*PROMPT*:
Repeat the records exactly. Every line must match.

[Extracted records]

========

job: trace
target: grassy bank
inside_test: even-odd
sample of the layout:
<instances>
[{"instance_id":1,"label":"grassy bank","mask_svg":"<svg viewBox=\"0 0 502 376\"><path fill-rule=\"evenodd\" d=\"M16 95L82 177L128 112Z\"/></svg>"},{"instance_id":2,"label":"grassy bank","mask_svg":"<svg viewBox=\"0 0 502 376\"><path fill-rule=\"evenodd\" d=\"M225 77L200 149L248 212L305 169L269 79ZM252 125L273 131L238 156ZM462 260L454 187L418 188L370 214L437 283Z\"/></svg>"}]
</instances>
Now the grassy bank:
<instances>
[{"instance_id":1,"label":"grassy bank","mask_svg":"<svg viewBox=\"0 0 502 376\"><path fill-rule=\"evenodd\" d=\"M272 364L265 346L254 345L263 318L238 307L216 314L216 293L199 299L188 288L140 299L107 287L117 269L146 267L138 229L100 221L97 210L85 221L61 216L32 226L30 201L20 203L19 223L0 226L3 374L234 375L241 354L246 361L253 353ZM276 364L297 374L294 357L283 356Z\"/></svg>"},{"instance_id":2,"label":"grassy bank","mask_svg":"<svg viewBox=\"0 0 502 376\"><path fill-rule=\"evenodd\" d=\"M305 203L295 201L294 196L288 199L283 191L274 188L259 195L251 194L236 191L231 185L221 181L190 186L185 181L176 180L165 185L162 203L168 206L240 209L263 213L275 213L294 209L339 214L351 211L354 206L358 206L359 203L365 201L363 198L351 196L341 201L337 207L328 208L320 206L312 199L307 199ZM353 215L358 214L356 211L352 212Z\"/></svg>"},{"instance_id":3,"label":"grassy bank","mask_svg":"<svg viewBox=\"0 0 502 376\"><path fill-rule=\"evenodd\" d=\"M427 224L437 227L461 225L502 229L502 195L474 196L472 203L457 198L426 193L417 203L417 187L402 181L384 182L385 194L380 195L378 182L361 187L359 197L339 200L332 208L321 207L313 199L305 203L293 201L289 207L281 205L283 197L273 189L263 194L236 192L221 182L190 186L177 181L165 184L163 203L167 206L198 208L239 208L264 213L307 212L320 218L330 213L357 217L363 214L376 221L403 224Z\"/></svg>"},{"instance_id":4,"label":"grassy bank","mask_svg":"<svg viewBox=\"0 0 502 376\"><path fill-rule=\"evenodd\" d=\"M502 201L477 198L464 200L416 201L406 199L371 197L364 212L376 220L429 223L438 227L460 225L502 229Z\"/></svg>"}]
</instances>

========

*FINAL RESULT*:
job: trace
target: grassy bank
inside_test: even-odd
sample of the layout:
<instances>
[{"instance_id":1,"label":"grassy bank","mask_svg":"<svg viewBox=\"0 0 502 376\"><path fill-rule=\"evenodd\" d=\"M16 95L82 177L128 112Z\"/></svg>"},{"instance_id":2,"label":"grassy bank","mask_svg":"<svg viewBox=\"0 0 502 376\"><path fill-rule=\"evenodd\" d=\"M225 77L200 149L248 212L305 169L269 79ZM252 125L273 131L238 156ZM462 260L454 187L418 188L370 214L437 283Z\"/></svg>"}]
</instances>
Now the grassy bank:
<instances>
[{"instance_id":1,"label":"grassy bank","mask_svg":"<svg viewBox=\"0 0 502 376\"><path fill-rule=\"evenodd\" d=\"M272 364L265 346L254 345L263 318L238 307L216 314L216 293L199 299L188 288L140 299L107 287L117 269L146 267L138 229L100 221L97 210L85 221L61 216L32 226L30 201L20 203L19 223L0 226L3 374L234 375L241 354L246 361L253 353ZM276 364L297 374L294 357L283 356Z\"/></svg>"},{"instance_id":2,"label":"grassy bank","mask_svg":"<svg viewBox=\"0 0 502 376\"><path fill-rule=\"evenodd\" d=\"M305 203L295 201L294 196L288 199L283 191L274 188L259 195L251 194L236 191L231 185L221 181L190 186L185 181L176 180L165 185L162 203L168 206L240 209L263 213L275 213L294 209L339 214L351 211L354 206L358 206L359 203L365 201L363 198L351 196L341 201L337 207L328 208L320 206L312 199L307 199ZM353 215L358 214L356 211L352 212Z\"/></svg>"},{"instance_id":3,"label":"grassy bank","mask_svg":"<svg viewBox=\"0 0 502 376\"><path fill-rule=\"evenodd\" d=\"M427 224L437 227L461 225L502 229L502 195L474 196L472 203L457 198L426 193L417 203L417 187L402 181L384 182L385 194L380 195L378 182L361 187L359 197L339 200L332 208L321 207L313 199L305 203L293 201L289 207L281 205L283 197L273 189L263 194L236 192L221 182L190 186L177 181L165 184L163 203L167 206L198 208L239 208L264 213L307 212L320 218L330 213L357 217L363 214L376 221L403 224Z\"/></svg>"},{"instance_id":4,"label":"grassy bank","mask_svg":"<svg viewBox=\"0 0 502 376\"><path fill-rule=\"evenodd\" d=\"M502 201L477 198L464 200L416 201L406 199L371 197L364 212L376 220L429 223L438 227L460 225L502 229Z\"/></svg>"}]
</instances>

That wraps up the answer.